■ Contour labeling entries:
****************************************
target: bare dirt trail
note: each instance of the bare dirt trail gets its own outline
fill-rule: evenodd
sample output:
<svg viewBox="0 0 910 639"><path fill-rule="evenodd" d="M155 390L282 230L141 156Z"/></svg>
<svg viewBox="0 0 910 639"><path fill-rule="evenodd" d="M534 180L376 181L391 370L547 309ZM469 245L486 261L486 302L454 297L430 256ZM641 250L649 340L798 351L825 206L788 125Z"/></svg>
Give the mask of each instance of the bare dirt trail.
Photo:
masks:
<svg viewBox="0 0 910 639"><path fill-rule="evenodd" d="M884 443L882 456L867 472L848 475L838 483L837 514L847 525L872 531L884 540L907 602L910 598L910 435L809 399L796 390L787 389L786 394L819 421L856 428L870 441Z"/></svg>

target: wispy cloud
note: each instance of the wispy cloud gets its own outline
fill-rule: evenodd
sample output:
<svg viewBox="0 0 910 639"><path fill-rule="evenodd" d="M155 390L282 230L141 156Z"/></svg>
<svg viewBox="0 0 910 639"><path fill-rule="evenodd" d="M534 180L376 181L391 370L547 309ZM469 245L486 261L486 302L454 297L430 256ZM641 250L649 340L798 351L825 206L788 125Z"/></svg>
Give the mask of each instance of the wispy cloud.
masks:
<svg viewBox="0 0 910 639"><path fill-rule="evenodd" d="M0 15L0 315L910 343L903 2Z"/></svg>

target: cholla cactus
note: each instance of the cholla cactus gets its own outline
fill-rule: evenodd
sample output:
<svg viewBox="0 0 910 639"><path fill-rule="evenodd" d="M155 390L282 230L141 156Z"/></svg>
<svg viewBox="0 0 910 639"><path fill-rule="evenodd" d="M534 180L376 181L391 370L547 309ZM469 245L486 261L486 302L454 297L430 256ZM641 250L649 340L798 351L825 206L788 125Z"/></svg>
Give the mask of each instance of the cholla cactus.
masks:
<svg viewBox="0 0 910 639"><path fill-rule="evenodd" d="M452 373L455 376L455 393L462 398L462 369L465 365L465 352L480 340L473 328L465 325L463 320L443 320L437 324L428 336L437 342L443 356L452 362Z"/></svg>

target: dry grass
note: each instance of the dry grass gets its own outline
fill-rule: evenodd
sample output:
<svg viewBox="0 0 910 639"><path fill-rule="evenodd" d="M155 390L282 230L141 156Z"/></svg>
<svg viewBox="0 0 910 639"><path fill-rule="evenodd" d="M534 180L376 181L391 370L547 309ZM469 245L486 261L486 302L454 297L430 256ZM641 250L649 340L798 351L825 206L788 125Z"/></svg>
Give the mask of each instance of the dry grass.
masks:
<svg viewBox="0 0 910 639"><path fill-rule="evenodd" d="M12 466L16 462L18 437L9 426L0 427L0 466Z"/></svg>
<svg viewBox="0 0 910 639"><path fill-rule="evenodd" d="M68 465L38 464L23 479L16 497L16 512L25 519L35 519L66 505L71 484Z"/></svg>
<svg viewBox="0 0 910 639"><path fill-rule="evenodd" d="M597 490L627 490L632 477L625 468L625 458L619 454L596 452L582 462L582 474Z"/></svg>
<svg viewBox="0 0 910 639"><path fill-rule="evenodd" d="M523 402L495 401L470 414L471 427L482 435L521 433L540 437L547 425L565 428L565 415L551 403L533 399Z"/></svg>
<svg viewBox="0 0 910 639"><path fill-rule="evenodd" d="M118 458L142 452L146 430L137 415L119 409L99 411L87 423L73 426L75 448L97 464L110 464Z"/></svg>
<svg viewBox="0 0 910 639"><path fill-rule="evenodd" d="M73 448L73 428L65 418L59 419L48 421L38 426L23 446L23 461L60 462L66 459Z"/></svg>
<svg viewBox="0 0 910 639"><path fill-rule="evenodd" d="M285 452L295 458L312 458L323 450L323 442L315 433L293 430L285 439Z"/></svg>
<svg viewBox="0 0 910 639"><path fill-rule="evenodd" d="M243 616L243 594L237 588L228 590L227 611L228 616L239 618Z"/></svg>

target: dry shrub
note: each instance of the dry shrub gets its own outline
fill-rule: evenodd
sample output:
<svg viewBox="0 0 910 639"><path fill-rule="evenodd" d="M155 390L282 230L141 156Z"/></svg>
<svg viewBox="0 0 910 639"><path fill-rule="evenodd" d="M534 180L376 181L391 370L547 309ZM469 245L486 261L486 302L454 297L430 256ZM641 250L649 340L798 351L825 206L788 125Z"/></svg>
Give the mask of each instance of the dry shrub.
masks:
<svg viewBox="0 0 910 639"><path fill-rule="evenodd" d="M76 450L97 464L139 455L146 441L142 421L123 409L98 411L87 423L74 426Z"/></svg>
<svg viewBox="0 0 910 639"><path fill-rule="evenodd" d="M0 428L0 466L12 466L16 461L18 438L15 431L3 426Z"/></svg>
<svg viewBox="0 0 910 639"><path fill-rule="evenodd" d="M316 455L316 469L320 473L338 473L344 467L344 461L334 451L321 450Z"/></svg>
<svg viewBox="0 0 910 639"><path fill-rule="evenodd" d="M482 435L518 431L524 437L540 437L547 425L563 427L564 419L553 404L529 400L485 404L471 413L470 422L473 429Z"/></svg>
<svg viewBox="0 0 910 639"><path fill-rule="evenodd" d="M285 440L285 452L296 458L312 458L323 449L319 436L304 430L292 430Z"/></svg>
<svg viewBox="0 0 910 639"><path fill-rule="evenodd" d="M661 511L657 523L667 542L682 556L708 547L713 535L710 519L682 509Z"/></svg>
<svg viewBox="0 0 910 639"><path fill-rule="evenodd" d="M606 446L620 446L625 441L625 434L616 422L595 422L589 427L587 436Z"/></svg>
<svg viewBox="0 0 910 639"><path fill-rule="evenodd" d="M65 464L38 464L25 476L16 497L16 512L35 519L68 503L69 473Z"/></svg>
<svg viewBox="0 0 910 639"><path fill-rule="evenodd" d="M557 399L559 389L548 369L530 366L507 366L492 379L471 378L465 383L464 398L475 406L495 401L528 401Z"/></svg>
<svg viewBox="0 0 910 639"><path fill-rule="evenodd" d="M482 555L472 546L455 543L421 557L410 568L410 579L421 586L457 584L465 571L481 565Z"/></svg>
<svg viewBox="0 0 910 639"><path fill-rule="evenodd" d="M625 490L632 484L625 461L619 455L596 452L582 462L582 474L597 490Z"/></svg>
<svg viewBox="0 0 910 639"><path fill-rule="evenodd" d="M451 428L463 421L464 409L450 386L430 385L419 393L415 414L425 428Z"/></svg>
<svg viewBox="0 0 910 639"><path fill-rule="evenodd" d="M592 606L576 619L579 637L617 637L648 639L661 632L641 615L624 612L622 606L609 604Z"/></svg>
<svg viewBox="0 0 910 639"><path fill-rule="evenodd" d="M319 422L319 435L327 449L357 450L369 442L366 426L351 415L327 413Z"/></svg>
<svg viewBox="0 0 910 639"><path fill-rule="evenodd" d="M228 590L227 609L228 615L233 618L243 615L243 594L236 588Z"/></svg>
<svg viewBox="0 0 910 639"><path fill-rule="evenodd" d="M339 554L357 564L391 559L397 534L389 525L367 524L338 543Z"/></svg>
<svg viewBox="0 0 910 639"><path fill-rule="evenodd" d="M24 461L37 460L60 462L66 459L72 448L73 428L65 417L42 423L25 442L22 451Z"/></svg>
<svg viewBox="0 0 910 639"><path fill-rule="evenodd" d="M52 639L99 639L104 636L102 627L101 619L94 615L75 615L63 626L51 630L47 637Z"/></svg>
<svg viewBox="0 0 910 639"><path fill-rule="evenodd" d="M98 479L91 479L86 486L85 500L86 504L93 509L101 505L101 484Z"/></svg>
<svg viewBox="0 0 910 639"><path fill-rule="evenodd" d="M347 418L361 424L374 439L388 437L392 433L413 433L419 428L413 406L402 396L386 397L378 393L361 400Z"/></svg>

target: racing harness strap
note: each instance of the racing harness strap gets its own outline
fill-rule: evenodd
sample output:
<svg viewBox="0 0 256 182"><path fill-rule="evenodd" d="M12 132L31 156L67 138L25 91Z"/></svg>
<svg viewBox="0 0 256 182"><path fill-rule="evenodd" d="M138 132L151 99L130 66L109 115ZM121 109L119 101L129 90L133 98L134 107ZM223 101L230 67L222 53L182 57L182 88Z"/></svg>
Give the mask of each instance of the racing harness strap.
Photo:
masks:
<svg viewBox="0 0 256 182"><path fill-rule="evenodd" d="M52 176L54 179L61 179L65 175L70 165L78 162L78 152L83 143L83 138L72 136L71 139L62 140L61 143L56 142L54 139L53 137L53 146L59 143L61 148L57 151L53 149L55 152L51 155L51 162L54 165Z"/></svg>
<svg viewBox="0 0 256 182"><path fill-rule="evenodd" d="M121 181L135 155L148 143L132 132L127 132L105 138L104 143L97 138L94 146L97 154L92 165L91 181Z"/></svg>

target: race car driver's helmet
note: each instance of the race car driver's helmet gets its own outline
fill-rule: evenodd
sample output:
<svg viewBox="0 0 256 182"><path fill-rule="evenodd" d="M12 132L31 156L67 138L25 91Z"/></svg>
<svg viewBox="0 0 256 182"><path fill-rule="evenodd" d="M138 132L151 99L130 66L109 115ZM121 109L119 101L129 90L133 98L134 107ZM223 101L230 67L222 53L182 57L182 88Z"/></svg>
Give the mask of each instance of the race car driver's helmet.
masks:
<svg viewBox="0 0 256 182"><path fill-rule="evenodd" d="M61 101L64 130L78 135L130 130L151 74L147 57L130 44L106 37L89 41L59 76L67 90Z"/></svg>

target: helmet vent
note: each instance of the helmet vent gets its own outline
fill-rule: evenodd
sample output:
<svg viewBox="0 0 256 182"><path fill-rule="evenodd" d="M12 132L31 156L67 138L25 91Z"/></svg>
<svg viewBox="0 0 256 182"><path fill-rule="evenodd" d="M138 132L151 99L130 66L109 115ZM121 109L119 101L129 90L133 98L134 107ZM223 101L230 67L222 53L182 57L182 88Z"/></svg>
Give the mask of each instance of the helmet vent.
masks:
****************************************
■ WRITTEN EXERCISE:
Express the data as a two-column CSV with the headers input and output, beginning at the line that has "target: cholla cactus" and stopping after the line that has "373L455 376L455 393L462". Each row pairs a text in input with its answer in output, each as a single quoted field with line breaks turned into spaces.

■ OUTPUT FOR THIS TASK:
input,output
"target: cholla cactus note: each instance of the cholla cactus gets its own outline fill-rule: evenodd sample output: <svg viewBox=""0 0 910 639""><path fill-rule=""evenodd"" d=""M155 390L282 230L141 156Z""/></svg> <svg viewBox=""0 0 910 639""><path fill-rule=""evenodd"" d=""M534 180L376 181L391 370L547 309ZM469 245L486 261L486 302L454 297L430 256ZM641 250L649 340L798 351L825 206L788 125Z""/></svg> Give the mask of each instance of the cholla cactus. masks:","<svg viewBox=""0 0 910 639""><path fill-rule=""evenodd"" d=""M452 373L455 376L455 393L462 398L462 369L465 365L465 352L480 340L473 328L465 325L463 320L443 320L437 324L428 336L437 342L443 356L452 362Z""/></svg>"